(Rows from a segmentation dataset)
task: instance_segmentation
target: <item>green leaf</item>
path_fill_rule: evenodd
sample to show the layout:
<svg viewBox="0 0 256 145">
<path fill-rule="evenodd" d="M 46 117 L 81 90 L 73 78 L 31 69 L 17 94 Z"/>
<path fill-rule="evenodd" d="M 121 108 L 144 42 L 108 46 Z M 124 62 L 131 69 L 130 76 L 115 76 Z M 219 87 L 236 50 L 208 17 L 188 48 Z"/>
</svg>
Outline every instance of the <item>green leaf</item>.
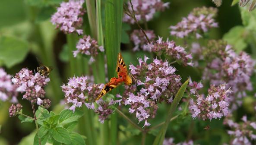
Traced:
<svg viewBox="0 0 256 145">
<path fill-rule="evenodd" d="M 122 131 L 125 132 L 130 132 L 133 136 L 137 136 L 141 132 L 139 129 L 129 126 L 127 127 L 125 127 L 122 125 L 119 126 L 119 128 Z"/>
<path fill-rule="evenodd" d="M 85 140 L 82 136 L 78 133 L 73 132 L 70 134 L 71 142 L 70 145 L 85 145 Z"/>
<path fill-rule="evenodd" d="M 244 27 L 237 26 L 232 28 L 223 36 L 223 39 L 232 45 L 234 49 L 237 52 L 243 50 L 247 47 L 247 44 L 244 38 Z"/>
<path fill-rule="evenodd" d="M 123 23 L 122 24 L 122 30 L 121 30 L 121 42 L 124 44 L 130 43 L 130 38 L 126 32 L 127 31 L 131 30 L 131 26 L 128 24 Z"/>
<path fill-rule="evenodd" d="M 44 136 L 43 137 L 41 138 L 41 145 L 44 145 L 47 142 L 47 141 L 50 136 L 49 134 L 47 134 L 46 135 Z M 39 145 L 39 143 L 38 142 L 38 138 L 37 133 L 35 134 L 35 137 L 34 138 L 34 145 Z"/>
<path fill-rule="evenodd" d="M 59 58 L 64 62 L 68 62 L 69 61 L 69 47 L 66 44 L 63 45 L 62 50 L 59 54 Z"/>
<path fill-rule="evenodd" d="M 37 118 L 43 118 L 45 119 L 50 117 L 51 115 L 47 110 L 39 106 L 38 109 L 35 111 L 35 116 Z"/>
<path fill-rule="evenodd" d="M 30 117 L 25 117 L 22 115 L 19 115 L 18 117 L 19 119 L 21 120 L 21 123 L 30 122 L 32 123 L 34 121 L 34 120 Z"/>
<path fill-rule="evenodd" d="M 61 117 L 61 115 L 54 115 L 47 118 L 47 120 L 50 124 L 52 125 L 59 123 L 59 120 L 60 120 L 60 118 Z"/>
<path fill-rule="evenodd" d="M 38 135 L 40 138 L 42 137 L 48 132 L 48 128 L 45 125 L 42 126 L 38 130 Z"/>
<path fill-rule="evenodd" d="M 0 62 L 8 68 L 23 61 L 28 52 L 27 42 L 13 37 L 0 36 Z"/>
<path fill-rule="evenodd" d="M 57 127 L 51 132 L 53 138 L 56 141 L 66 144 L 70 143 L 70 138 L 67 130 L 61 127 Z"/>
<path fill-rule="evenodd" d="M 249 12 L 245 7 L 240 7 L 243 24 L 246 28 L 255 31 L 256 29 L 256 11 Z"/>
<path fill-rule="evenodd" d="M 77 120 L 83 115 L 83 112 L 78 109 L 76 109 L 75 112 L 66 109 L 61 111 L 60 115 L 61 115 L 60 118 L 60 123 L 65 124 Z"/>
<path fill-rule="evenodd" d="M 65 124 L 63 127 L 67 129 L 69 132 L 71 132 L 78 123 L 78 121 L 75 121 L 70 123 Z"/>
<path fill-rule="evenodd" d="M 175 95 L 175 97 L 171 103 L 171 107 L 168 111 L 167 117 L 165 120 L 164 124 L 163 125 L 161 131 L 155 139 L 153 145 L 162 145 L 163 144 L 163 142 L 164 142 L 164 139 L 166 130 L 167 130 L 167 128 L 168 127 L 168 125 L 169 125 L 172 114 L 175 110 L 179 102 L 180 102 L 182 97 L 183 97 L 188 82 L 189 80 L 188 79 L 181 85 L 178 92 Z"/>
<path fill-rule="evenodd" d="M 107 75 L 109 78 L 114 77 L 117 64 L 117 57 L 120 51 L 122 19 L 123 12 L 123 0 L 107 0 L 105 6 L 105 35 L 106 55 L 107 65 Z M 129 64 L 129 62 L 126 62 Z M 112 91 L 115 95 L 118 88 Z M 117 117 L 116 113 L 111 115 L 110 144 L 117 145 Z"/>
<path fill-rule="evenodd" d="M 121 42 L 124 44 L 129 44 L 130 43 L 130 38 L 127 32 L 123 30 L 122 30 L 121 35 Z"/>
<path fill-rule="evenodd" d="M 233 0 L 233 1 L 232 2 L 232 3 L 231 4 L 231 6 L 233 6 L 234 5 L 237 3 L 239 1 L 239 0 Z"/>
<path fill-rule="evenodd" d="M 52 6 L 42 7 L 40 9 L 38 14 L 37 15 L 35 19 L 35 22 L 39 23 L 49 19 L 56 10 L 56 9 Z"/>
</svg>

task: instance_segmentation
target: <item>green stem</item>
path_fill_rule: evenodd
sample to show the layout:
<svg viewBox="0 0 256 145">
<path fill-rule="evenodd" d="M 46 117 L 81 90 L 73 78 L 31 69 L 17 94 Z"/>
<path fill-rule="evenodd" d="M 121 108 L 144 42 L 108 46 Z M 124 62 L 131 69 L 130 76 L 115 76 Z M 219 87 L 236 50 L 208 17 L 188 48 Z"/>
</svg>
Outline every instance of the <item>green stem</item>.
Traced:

> **Task goal**: Turn the lines of all the entries above into a numbered list, one line per item. Skip the blank lines and leave out the pictures.

> **Written response**:
1. task: instance_segmentation
2. target: <item>green leaf</item>
3. path_fill_rule: evenodd
4. sample to show the layout:
5. <svg viewBox="0 0 256 145">
6. <path fill-rule="evenodd" d="M 46 117 L 81 90 L 73 78 L 31 69 L 17 94 Z"/>
7. <path fill-rule="evenodd" d="M 121 108 L 144 42 L 108 46 Z M 124 62 L 131 69 L 130 76 L 115 76 Z M 219 87 L 236 50 L 208 17 L 188 48 Z"/>
8. </svg>
9. Outline every instance of the <item>green leaf</item>.
10. Traced:
11. <svg viewBox="0 0 256 145">
12. <path fill-rule="evenodd" d="M 122 131 L 125 132 L 130 132 L 133 136 L 137 136 L 141 132 L 139 129 L 129 126 L 127 127 L 125 127 L 122 125 L 119 126 L 119 128 Z"/>
13. <path fill-rule="evenodd" d="M 85 140 L 82 136 L 78 133 L 73 132 L 70 134 L 71 142 L 70 145 L 85 145 Z"/>
14. <path fill-rule="evenodd" d="M 244 27 L 237 26 L 232 28 L 223 36 L 223 39 L 232 45 L 234 49 L 237 52 L 243 50 L 247 47 L 247 44 L 244 38 Z"/>
15. <path fill-rule="evenodd" d="M 123 23 L 122 24 L 122 30 L 121 30 L 121 42 L 124 44 L 130 43 L 130 38 L 126 32 L 127 31 L 131 30 L 131 26 L 128 24 Z"/>
16. <path fill-rule="evenodd" d="M 44 136 L 43 137 L 41 138 L 41 145 L 44 145 L 47 142 L 47 141 L 50 136 L 49 134 L 47 134 L 46 135 Z M 39 145 L 39 143 L 38 142 L 38 138 L 37 133 L 35 134 L 35 137 L 34 138 L 34 145 Z"/>
17. <path fill-rule="evenodd" d="M 59 58 L 64 62 L 68 62 L 69 61 L 69 47 L 66 44 L 63 45 L 62 50 L 59 54 Z"/>
18. <path fill-rule="evenodd" d="M 37 118 L 43 118 L 45 119 L 50 117 L 51 115 L 47 110 L 39 106 L 38 109 L 35 111 L 35 116 Z"/>
19. <path fill-rule="evenodd" d="M 30 117 L 25 117 L 22 115 L 19 115 L 18 117 L 19 119 L 21 120 L 21 123 L 30 122 L 32 123 L 34 121 L 34 120 Z"/>
20. <path fill-rule="evenodd" d="M 61 117 L 61 115 L 54 115 L 47 118 L 47 120 L 50 124 L 52 125 L 59 123 L 59 120 L 60 120 L 60 118 Z"/>
21. <path fill-rule="evenodd" d="M 38 135 L 40 138 L 42 137 L 48 132 L 48 128 L 45 125 L 42 126 L 38 130 Z"/>
22. <path fill-rule="evenodd" d="M 0 62 L 8 68 L 23 61 L 28 52 L 27 42 L 13 37 L 0 36 Z"/>
23. <path fill-rule="evenodd" d="M 57 127 L 51 132 L 53 138 L 56 141 L 66 144 L 70 143 L 70 138 L 67 130 L 61 127 Z"/>
24. <path fill-rule="evenodd" d="M 249 12 L 245 7 L 240 7 L 243 24 L 246 28 L 255 31 L 256 29 L 256 11 Z"/>
25. <path fill-rule="evenodd" d="M 77 120 L 83 115 L 83 112 L 78 109 L 76 109 L 75 112 L 66 109 L 61 111 L 60 115 L 61 115 L 60 118 L 60 123 L 65 124 Z"/>
26. <path fill-rule="evenodd" d="M 65 124 L 63 127 L 67 129 L 69 132 L 71 132 L 78 123 L 78 121 L 75 121 L 70 123 Z"/>
27. <path fill-rule="evenodd" d="M 175 95 L 175 97 L 171 103 L 171 107 L 168 111 L 167 117 L 165 120 L 164 124 L 163 125 L 161 131 L 155 139 L 153 145 L 162 145 L 163 144 L 163 142 L 164 142 L 164 139 L 166 130 L 167 130 L 167 128 L 168 127 L 168 125 L 169 125 L 172 114 L 175 110 L 179 102 L 180 102 L 182 97 L 183 97 L 188 82 L 189 80 L 188 79 L 181 85 L 178 92 Z"/>
28. <path fill-rule="evenodd" d="M 107 75 L 109 78 L 114 77 L 117 64 L 117 57 L 120 51 L 122 19 L 123 12 L 123 0 L 107 0 L 105 6 L 105 35 L 106 55 L 107 65 Z M 129 64 L 129 62 L 126 62 Z M 112 91 L 115 95 L 118 88 Z M 117 117 L 116 113 L 111 115 L 110 144 L 117 145 Z"/>
29. <path fill-rule="evenodd" d="M 121 42 L 124 44 L 129 44 L 130 43 L 130 38 L 127 32 L 123 30 L 122 30 L 121 35 Z"/>
30. <path fill-rule="evenodd" d="M 233 0 L 233 1 L 232 2 L 232 3 L 231 4 L 231 6 L 233 6 L 234 5 L 237 3 L 239 1 L 239 0 Z"/>
31. <path fill-rule="evenodd" d="M 52 6 L 42 7 L 40 9 L 38 14 L 37 15 L 35 19 L 35 22 L 39 23 L 49 19 L 56 10 L 56 9 Z"/>
32. </svg>
33. task: instance_segmentation
34. target: <item>green stem</item>
35. path_fill_rule: evenodd
36. sample to show the layout:
37. <svg viewBox="0 0 256 145">
38. <path fill-rule="evenodd" d="M 46 117 L 81 90 L 73 78 L 31 69 L 17 94 Z"/>
39. <path fill-rule="evenodd" d="M 121 108 L 144 42 L 108 46 Z M 124 62 L 131 69 L 130 76 L 115 76 Z M 219 87 L 236 50 L 208 17 L 188 48 Z"/>
40. </svg>
41. Outline every instance of the <item>green stem</item>.
42. Traced:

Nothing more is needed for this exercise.